North·Analysis

New party leaders and a pandemic: Yukon's political landscape now far different from 2016

Both of the Yukon's opposition parties have changed leaders since 2016. Both will be gunning for the Liberals in the next election.

With two new opposition party leaders, Sandy Silver's path to re-election might have gotten rockier

With 34-year-old Currie Dixon's election as leader over the weekend, Yukon Premier Sandy Silver finds himself the oldest party leader and his government under concerted fire from both the left and the right. (Paul Tukker/CBC)

Life comes at you fast.

In the 2016 territorial election, Sandy Silver was the young, freewheeling third party leader with nothing to lose. The incumbent Yukon Party, in its third term in power, had alienated large segments of the electorate and Darrell Pasloski's government was running out of gas.

Parties that have been in power for three terms and 14 years typically do not enjoy a high re-election rate. The NDP, though the Official Opposition heading to the 2016 campaign, had seemingly reached its ceiling under former leader Liz Hanson.

Silver's Liberals cruised to a convincing win, taking 11 of 19 seats, though it was far from a landslide. The Liberals captured 39 per cent of the vote to the Yukon Party's 33.

Fast forward to now, and the Yukon's political landscape looks a little different. Pasloski stepped down as Yukon Party leader after losing his Mountainview seat, and later decamped for the greener pastures of corporate boards and lobbying firms.

Hanson would later step down as NDP leader, giving way to Kate White, the only other New Democrat MLA to keep her seat after the party's 2016 drubbing.

With 34-year-old Currie Dixon's election as leader over the weekend, the Yukon Party now sports the kind of fresh face it hasn't had in a while. Still, as a former cabinet minister and director of the party's 2016 campaign, Dixon is far from a neophyte.

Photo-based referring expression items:
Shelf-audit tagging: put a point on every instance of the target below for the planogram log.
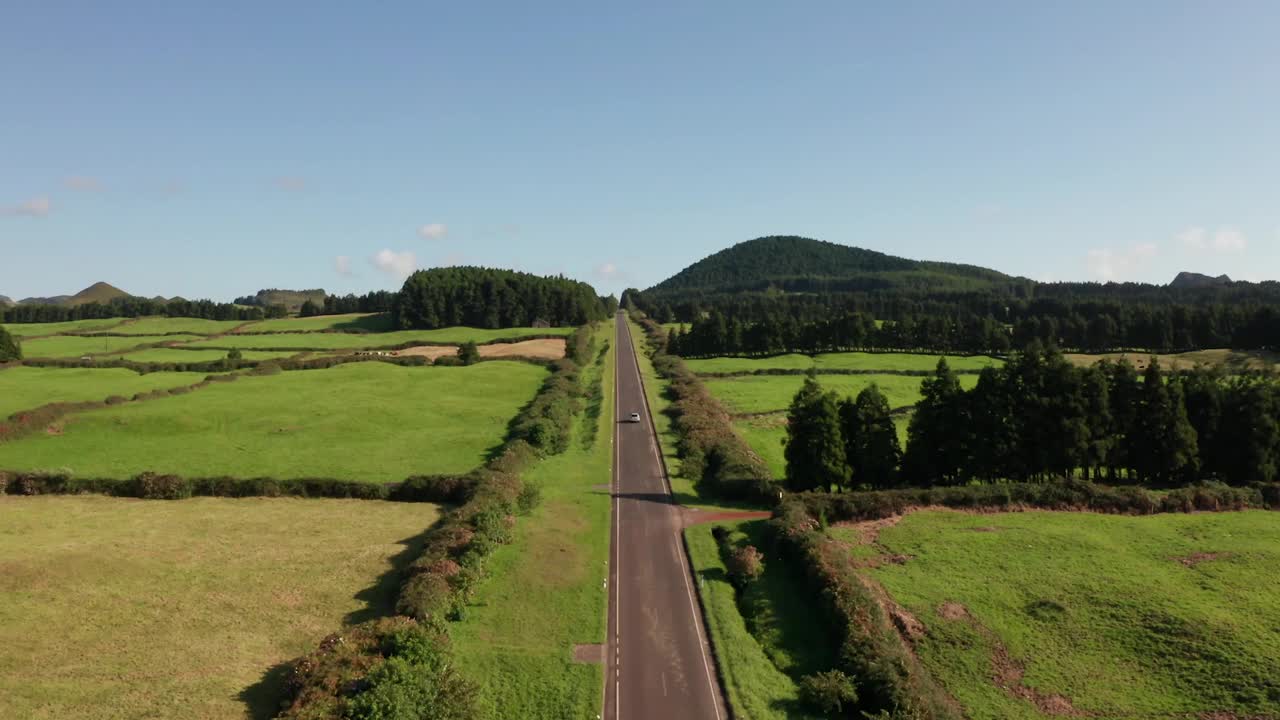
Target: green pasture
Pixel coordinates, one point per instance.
(160, 326)
(376, 322)
(760, 659)
(830, 361)
(120, 609)
(1157, 616)
(27, 388)
(545, 591)
(32, 329)
(369, 422)
(357, 341)
(181, 355)
(73, 346)
(773, 393)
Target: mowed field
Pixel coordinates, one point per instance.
(357, 341)
(78, 346)
(860, 361)
(27, 388)
(123, 609)
(1040, 614)
(369, 422)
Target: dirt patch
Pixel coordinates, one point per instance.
(954, 611)
(1197, 557)
(1008, 670)
(694, 516)
(549, 349)
(589, 654)
(544, 349)
(429, 351)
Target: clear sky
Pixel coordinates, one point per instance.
(213, 151)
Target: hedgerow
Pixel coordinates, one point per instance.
(718, 461)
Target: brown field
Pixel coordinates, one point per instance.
(1237, 360)
(549, 349)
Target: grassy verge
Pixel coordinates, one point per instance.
(545, 589)
(120, 609)
(758, 659)
(1116, 616)
(370, 422)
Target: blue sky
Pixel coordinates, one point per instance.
(213, 151)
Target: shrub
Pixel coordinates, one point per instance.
(745, 565)
(828, 692)
(151, 486)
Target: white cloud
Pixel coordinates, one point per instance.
(1112, 265)
(33, 208)
(433, 231)
(1224, 240)
(82, 183)
(398, 265)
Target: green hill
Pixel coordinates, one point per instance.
(800, 264)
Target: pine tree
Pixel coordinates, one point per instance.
(9, 346)
(814, 447)
(876, 451)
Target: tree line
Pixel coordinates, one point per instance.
(138, 308)
(487, 297)
(1037, 418)
(1161, 329)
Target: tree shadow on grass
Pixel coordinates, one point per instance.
(380, 597)
(264, 698)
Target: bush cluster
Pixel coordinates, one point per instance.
(548, 420)
(887, 675)
(718, 461)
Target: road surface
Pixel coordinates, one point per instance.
(659, 662)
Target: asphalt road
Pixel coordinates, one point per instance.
(659, 662)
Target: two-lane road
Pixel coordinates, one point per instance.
(659, 662)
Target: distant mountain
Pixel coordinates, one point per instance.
(291, 299)
(1196, 279)
(800, 264)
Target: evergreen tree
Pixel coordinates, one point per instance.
(9, 346)
(814, 447)
(871, 440)
(937, 447)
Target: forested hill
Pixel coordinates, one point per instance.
(800, 264)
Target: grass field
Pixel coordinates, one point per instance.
(545, 591)
(759, 660)
(1234, 360)
(1160, 616)
(178, 355)
(356, 341)
(122, 609)
(882, 361)
(72, 346)
(27, 388)
(379, 322)
(369, 422)
(31, 329)
(773, 393)
(160, 326)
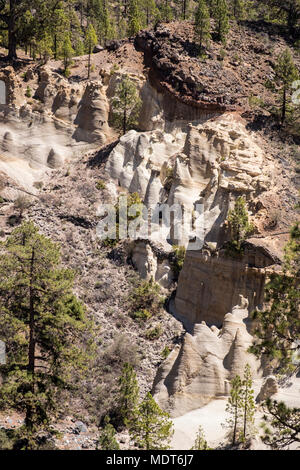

TASK LIST –
(a) According to the Yukon election article, how many of the 19 seats did Sandy Silver's Liberals win in the 2016 territorial election?
(b) From the Yukon election article, extract the passage starting at "North·Analysis" and ending at "at you fast.".

SOLUTIONS TO THE PROBLEMS –
(a) 11 of 19 seats

(b)
North·Analysis

New party leaders and a pandemic: Yukon's political landscape now far different from 2016

Both of the Yukon's opposition parties have changed leaders since 2016. Both will be gunning for the Liberals in the next election.

With two new opposition party leaders, Sandy Silver's path to re-election might have gotten rockier

With 34-year-old Currie Dixon's election as leader over the weekend, Yukon Premier Sandy Silver finds himself the oldest party leader and his government under concerted fire from both the left and the right. (Paul Tukker/CBC)

Life comes at you fast.